Data entries:
=====
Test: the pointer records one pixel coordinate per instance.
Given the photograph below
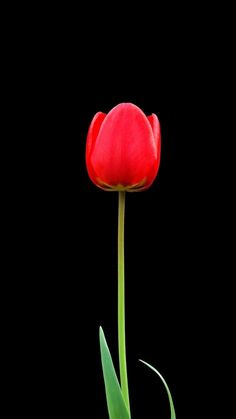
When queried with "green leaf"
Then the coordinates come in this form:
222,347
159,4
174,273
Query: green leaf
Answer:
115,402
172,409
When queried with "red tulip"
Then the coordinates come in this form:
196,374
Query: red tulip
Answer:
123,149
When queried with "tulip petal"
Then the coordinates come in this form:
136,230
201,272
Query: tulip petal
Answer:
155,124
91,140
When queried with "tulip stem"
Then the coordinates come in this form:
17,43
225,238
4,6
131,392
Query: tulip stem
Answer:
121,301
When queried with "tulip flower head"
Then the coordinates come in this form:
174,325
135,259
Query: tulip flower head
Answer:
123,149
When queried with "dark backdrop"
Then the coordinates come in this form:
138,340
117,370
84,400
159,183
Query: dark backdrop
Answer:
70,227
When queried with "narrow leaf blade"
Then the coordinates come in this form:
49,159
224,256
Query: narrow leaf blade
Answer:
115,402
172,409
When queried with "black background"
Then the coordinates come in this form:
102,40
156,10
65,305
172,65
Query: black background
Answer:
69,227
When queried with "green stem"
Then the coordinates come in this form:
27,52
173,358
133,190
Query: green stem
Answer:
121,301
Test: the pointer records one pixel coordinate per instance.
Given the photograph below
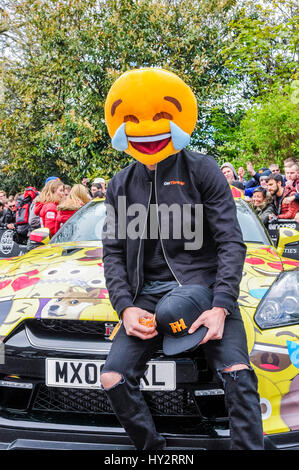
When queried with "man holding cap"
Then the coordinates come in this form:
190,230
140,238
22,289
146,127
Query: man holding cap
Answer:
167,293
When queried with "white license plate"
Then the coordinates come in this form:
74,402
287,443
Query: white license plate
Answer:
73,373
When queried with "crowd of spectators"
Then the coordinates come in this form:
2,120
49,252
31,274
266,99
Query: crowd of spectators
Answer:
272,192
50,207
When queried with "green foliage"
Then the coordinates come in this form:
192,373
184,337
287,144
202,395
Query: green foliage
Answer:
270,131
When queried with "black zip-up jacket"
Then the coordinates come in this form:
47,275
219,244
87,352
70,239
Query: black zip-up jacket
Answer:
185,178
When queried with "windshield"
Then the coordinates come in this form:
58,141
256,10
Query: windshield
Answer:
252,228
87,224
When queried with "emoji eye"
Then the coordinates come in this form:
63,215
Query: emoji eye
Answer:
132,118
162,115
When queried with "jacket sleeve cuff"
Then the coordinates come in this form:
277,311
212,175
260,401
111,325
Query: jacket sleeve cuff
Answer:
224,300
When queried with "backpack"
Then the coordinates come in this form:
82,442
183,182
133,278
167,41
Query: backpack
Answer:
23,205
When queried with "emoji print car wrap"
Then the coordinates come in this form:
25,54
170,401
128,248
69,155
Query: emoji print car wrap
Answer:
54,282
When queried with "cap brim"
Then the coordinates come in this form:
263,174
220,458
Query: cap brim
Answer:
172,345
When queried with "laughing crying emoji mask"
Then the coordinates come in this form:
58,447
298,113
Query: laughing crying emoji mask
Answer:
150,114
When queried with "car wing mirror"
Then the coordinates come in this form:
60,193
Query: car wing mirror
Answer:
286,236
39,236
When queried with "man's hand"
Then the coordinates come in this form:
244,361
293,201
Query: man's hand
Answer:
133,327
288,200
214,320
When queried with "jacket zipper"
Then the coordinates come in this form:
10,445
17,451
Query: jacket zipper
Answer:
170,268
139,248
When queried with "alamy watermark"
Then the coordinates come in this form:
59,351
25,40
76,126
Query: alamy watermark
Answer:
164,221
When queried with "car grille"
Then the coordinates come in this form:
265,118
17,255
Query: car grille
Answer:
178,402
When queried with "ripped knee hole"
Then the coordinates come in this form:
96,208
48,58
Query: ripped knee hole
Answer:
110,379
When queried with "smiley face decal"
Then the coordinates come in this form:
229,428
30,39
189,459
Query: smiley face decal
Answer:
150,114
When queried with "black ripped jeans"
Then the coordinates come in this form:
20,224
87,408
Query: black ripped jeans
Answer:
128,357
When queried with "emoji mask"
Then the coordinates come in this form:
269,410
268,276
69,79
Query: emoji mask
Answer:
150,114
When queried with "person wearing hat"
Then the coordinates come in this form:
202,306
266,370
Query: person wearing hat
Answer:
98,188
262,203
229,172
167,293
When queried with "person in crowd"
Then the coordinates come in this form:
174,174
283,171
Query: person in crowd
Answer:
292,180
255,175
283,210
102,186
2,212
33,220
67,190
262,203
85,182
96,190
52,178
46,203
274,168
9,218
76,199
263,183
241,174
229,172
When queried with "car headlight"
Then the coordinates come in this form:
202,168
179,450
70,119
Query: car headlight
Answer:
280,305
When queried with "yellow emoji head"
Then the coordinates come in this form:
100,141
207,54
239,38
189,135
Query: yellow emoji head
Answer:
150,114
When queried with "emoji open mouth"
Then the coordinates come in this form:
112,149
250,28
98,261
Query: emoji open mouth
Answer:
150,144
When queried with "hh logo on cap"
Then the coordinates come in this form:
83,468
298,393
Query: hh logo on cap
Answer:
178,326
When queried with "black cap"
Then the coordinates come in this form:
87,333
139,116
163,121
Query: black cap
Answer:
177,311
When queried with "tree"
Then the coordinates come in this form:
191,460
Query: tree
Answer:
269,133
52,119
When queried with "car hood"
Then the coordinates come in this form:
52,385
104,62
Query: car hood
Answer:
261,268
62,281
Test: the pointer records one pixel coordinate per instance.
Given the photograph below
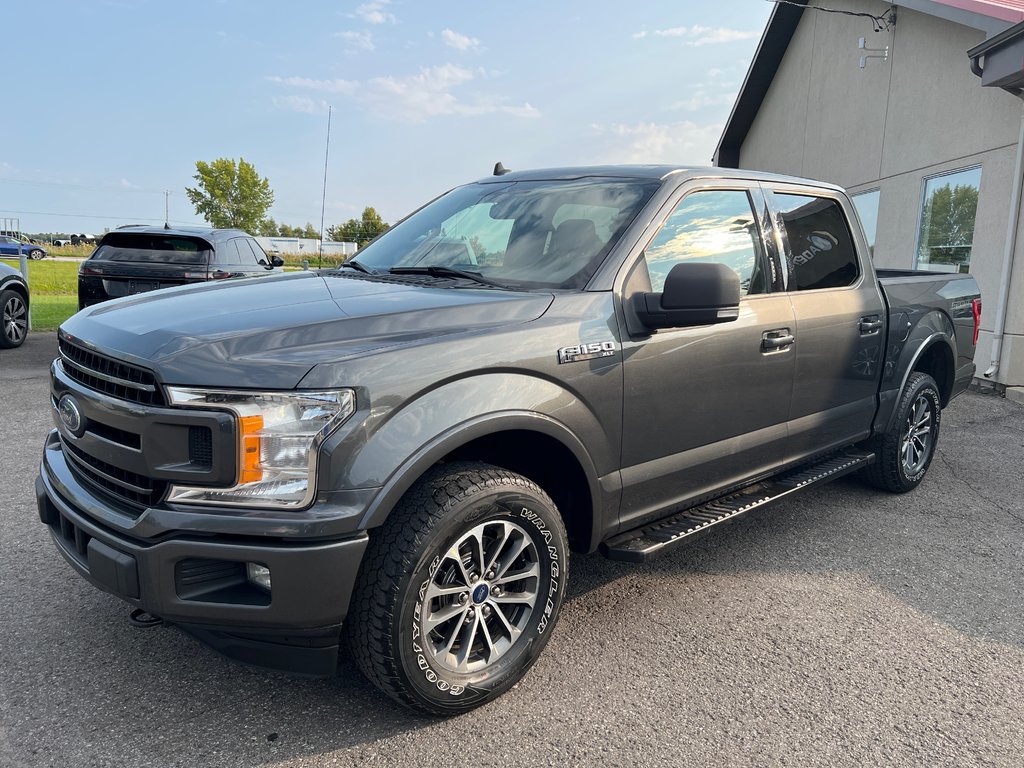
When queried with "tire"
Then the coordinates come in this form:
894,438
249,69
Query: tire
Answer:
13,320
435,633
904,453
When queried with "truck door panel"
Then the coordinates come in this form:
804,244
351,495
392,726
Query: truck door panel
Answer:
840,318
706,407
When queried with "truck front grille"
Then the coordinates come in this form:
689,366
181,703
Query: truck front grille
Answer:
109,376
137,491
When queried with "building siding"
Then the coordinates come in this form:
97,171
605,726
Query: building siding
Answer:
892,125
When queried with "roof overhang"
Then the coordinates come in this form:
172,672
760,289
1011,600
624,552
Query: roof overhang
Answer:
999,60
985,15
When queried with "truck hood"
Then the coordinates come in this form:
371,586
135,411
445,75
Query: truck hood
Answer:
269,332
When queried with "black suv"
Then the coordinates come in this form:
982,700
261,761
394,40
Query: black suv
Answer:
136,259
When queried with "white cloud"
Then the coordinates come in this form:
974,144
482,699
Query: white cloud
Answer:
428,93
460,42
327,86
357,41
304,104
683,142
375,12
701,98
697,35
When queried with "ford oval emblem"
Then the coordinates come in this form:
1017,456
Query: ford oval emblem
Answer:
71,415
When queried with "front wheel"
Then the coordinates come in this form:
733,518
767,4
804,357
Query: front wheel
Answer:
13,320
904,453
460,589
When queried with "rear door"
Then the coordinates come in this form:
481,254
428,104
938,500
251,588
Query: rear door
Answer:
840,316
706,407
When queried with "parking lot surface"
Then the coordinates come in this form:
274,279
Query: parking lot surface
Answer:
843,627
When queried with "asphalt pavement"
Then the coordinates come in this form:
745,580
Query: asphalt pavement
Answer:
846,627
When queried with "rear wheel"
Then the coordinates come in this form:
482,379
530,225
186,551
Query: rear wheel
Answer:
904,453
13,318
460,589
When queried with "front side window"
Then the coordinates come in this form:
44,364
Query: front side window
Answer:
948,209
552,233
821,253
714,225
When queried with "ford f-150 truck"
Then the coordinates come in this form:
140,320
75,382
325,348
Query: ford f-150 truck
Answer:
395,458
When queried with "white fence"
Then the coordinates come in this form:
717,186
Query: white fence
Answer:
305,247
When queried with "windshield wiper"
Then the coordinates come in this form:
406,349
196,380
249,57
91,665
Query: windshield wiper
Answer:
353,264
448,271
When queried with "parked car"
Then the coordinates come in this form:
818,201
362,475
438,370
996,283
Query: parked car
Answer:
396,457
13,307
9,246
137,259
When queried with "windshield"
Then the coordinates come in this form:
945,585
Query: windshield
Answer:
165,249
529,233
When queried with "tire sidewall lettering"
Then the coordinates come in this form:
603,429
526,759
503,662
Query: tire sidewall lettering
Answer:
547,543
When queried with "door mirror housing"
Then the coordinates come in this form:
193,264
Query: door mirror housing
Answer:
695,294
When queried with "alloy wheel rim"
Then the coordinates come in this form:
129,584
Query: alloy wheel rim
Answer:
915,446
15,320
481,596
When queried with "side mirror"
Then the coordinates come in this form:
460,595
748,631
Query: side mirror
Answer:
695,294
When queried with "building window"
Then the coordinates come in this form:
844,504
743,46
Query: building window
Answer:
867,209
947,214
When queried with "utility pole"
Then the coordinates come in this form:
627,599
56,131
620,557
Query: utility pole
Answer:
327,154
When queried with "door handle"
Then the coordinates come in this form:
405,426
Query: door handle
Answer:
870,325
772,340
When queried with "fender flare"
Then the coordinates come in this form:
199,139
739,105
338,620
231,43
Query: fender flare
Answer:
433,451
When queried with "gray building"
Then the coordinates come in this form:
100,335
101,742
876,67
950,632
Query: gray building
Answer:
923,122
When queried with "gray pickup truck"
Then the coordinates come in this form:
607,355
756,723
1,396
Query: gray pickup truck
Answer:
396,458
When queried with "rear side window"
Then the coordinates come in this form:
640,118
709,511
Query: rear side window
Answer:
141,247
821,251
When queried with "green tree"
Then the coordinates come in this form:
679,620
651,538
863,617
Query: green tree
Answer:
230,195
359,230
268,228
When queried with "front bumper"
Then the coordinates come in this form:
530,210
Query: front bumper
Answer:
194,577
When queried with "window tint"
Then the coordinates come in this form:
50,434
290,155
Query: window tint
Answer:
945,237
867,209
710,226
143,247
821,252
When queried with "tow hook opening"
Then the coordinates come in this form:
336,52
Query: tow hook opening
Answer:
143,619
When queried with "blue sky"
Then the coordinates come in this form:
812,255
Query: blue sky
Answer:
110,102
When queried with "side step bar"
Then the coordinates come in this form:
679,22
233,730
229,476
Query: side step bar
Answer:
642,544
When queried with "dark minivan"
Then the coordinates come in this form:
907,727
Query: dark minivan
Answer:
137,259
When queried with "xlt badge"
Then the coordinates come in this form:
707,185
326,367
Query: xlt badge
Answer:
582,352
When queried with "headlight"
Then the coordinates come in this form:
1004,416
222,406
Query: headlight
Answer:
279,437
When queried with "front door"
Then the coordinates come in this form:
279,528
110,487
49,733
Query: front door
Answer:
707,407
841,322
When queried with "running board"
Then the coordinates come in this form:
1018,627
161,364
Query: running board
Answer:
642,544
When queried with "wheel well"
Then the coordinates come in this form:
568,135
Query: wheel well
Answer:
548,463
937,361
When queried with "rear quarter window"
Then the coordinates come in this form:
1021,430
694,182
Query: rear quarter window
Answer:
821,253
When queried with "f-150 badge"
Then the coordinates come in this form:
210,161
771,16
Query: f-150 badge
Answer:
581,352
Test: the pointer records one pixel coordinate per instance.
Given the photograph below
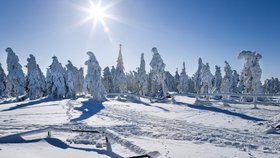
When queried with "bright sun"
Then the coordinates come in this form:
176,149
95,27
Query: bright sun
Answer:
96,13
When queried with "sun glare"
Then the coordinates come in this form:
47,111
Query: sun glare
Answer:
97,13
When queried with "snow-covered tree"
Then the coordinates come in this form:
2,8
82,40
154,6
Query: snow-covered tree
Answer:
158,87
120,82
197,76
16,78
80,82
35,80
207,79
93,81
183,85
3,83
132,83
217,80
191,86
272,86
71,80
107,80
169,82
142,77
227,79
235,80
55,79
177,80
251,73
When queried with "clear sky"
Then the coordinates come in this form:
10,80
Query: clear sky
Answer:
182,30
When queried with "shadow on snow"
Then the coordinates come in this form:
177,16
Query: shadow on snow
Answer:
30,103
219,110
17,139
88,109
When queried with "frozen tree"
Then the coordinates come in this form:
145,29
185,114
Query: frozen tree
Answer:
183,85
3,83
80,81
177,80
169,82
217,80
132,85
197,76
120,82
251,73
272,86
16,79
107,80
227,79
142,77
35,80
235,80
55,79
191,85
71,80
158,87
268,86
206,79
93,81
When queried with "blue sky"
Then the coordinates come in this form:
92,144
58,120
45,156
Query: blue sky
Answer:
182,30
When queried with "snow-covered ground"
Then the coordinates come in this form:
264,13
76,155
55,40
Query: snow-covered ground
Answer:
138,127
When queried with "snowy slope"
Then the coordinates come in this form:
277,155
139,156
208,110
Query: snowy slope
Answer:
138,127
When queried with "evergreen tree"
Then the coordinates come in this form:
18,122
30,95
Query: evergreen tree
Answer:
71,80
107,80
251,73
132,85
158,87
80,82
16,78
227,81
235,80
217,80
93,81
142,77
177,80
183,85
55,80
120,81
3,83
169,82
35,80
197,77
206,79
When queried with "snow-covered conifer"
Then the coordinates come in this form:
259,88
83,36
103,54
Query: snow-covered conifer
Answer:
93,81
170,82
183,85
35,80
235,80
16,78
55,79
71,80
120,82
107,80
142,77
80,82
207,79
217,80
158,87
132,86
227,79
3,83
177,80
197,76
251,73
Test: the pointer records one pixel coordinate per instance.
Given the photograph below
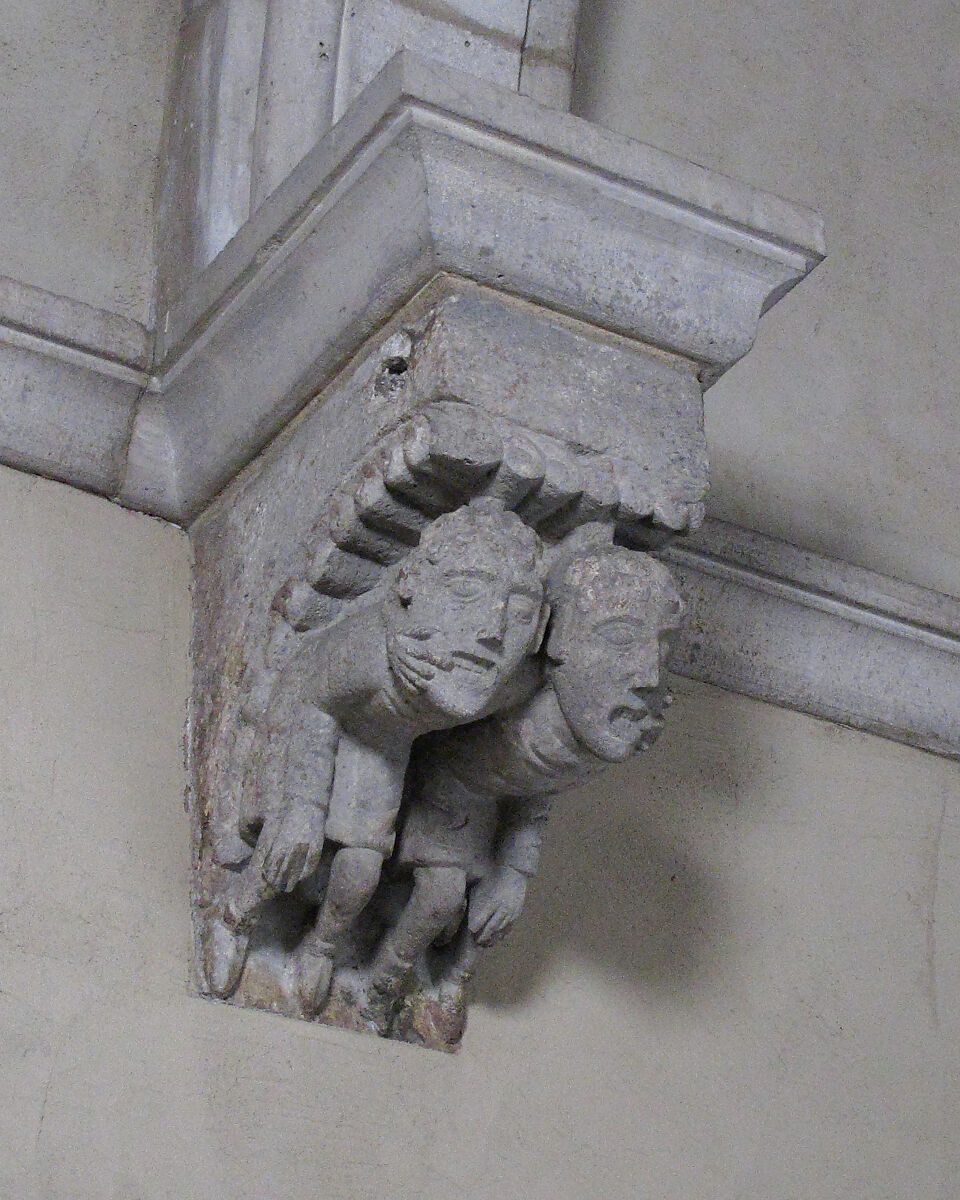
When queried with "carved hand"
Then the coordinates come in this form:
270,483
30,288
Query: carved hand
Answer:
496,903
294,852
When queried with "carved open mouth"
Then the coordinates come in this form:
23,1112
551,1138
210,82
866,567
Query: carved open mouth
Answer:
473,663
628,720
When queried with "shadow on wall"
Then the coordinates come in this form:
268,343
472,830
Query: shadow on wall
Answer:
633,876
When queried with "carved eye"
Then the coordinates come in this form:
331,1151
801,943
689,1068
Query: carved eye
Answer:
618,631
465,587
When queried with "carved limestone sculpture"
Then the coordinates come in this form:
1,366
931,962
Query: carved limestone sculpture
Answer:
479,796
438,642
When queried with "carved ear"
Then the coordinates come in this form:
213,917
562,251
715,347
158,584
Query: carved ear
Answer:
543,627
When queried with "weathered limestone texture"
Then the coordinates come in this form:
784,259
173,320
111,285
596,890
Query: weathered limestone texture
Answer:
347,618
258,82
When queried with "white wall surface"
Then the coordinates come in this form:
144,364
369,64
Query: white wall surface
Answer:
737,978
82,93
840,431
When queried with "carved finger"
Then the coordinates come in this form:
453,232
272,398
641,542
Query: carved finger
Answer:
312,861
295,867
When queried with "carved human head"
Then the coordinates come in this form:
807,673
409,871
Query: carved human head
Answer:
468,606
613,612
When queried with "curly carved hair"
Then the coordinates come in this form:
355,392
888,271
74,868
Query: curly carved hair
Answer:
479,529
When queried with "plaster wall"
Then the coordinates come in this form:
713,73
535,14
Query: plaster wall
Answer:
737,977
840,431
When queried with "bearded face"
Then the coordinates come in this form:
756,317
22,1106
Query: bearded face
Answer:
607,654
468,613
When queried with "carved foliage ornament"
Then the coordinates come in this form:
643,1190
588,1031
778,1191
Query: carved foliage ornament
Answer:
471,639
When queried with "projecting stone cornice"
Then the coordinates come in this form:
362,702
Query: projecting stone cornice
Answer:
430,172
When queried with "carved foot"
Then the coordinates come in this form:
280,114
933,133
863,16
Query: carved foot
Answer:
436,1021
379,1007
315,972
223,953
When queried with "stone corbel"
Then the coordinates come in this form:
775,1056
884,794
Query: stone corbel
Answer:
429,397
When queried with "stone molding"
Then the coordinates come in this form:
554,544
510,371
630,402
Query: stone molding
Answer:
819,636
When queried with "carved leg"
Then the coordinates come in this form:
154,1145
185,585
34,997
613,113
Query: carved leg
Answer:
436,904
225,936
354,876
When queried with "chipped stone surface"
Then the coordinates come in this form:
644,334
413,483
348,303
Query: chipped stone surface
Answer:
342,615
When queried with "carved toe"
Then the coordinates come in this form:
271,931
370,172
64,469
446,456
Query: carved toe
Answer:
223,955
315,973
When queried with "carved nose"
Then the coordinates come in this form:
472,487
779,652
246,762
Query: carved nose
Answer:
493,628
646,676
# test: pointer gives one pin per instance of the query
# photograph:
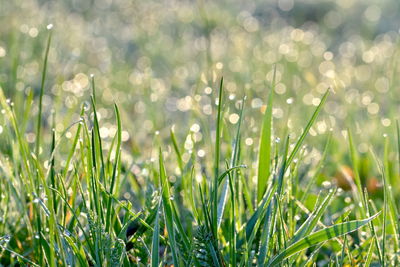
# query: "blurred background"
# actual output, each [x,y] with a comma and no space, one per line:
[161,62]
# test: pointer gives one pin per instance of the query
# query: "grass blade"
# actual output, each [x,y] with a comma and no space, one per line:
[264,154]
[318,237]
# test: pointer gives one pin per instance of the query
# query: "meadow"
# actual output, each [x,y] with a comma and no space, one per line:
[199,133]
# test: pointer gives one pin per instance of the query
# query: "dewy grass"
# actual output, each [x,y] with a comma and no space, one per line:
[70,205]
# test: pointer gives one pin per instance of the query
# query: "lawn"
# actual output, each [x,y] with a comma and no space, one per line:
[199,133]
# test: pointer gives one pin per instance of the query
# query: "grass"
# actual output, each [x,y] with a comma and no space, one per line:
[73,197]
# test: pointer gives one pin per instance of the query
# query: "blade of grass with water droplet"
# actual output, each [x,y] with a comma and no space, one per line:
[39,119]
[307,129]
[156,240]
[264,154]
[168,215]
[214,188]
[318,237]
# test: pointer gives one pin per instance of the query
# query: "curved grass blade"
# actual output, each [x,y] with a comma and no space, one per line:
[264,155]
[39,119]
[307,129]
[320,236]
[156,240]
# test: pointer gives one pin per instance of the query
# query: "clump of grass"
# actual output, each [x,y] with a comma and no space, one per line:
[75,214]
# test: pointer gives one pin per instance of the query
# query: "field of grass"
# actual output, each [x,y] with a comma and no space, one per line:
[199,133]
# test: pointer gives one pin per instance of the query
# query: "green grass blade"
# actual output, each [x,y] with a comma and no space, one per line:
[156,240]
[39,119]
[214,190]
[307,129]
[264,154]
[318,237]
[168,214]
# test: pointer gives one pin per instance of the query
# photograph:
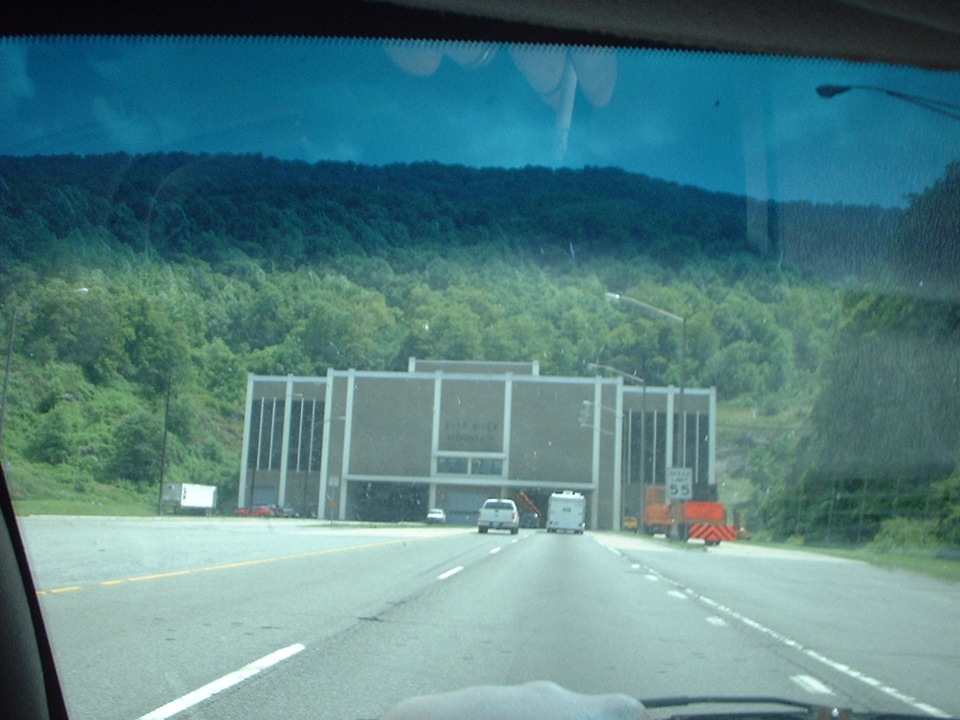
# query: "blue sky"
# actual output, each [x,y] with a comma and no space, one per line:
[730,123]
=====
- [Do this] Report each line in the records above that contains the word "minivan", copying every such line in full. Match case.

- [Output for this exercise]
When queried with "dark minivan"
Query: dark minivan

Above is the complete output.